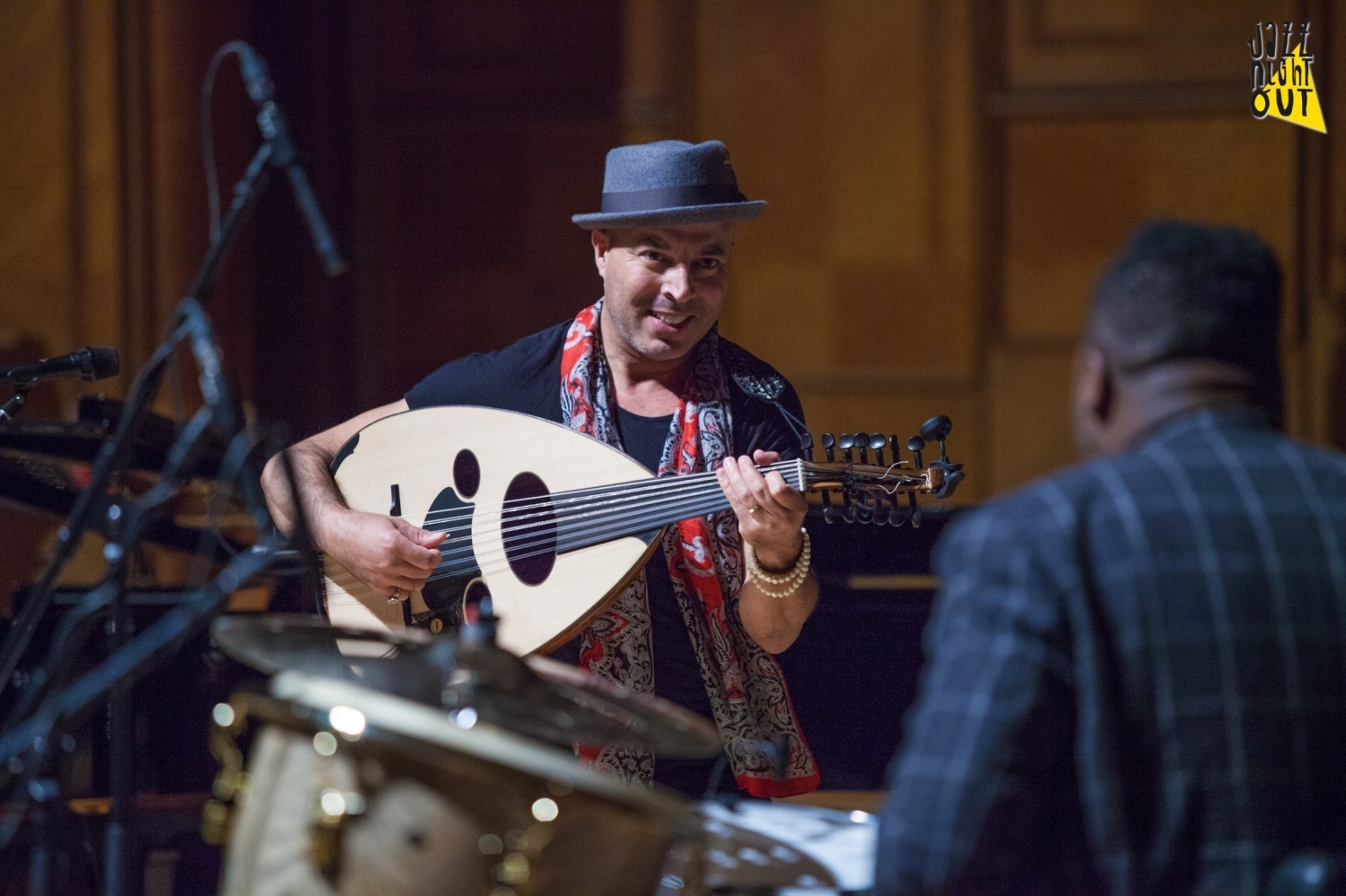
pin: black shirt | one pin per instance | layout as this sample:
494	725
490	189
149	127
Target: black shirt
527	377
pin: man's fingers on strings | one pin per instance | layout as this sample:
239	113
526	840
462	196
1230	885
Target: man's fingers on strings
423	537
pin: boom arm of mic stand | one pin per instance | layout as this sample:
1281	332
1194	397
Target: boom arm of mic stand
112	457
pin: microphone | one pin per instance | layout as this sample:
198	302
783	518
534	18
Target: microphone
86	363
274	126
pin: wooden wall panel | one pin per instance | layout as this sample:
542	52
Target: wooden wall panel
1077	187
478	129
1062	42
58	177
858	124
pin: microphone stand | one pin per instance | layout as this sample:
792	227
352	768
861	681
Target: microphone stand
190	323
10	409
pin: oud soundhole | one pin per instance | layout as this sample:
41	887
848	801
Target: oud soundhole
528	527
468	474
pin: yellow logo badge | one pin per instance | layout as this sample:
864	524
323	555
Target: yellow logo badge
1283	78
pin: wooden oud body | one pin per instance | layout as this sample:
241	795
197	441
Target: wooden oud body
457	467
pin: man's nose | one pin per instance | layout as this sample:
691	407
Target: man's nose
677	283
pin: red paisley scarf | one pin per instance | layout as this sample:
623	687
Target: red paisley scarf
704	554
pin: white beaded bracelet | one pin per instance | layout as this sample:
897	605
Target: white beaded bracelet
791	578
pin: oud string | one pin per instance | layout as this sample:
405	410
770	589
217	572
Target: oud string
681	497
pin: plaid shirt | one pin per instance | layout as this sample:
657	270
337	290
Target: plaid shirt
1136	675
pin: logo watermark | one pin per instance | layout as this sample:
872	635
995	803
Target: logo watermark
1283	75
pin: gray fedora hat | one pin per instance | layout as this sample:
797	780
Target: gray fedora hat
669	183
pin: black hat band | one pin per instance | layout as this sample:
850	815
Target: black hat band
670	198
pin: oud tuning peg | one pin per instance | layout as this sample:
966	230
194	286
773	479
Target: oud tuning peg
878	443
828	443
845	443
937	430
915	444
861	444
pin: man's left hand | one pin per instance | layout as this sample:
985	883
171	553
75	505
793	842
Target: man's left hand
770	511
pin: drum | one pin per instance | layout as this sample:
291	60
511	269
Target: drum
353	791
756	847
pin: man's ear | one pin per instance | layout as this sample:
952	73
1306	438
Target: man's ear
600	245
1097	387
1095	398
□ □ □ □ □
WHAT TO DO: Output the entries above exactly. Drop the pictures.

SOLUTION TO THIS TASK:
pin: black shirt | one pin per instance | layout as this sample:
494	725
490	189
149	127
Target: black shirt
527	377
pin: man's fingers on strings | one pin per instance | layout as this sample:
239	113
526	840
462	196
1230	885
Target: man's fingers on strings
423	537
pin: boom arm of mic stand | one pin per instance | layout as this sample:
1281	332
1194	397
Target: boom arm of mic stand
112	457
pin: microphone | one pin per instance | layout as this sample:
198	302
783	518
534	18
Target: microphone
86	363
274	126
pin: wooden wall panel | one pin per instance | layout as this sample:
542	52
Target: wooden wall panel
1077	187
478	129
1062	42
58	177
858	124
pin: microphone stand | one pin per instance | layout as this sample:
792	227
352	768
861	681
Target: microphone stand
190	323
10	409
pin: oud soundhole | one pin per instance | layout as this sample:
41	887
848	801
Target: oud soundhole
528	527
468	474
pin: yellow logo badge | one pin per instance | layout as this sample:
864	524
323	555
Target: yellow logo badge
1283	78
pin: wooden oud body | one pin per instance | layout as this sample:
241	795
197	441
Target: wooden oud body
457	467
pin: man's nose | one pin per instance | layout as this sample:
691	407
Target: man's nose
677	283
pin: red paisley scarf | one pin per instance | layout as this sample:
623	687
Target: red paisley scarf
704	554
pin: white beaded bracelet | one pin per instance | layout as this sample:
897	605
Target: white beaded bracelet
791	578
pin: oud string | one pin per instance | layout as this sample:
405	410
770	589
217	572
Target: oud string
681	497
pin: plaid shirt | one pin per instance | layout as this sample:
657	270
337	290
Target: plaid shirt
1136	675
pin: logo watermark | one pin per instance | layout as this sample:
872	635
995	803
Target: logo watermark
1283	75
pin: gray fedora hat | one pin per instance | layout as this sample:
797	780
Target: gray fedora hat
669	183
pin: black hat band | one pin per instance | layout as this sample:
850	815
Target: black hat band
670	198
pin: oud tuning peg | one pin per instance | layout as this sample:
966	230
194	286
773	479
Target: oud tuning peg
878	443
828	443
845	443
937	430
915	444
861	444
pin: man's left hand | one pin per instance | layout as this sample:
985	883
171	553
75	505
793	842
Target: man's left hand
770	511
pin: drum | one pin per instance | layout as this sample:
291	60
511	269
Target: drum
353	791
756	847
pin: man's ear | one pin per instance | layout as this sample:
952	73
1306	438
Target: man's ear
600	245
1097	387
1095	398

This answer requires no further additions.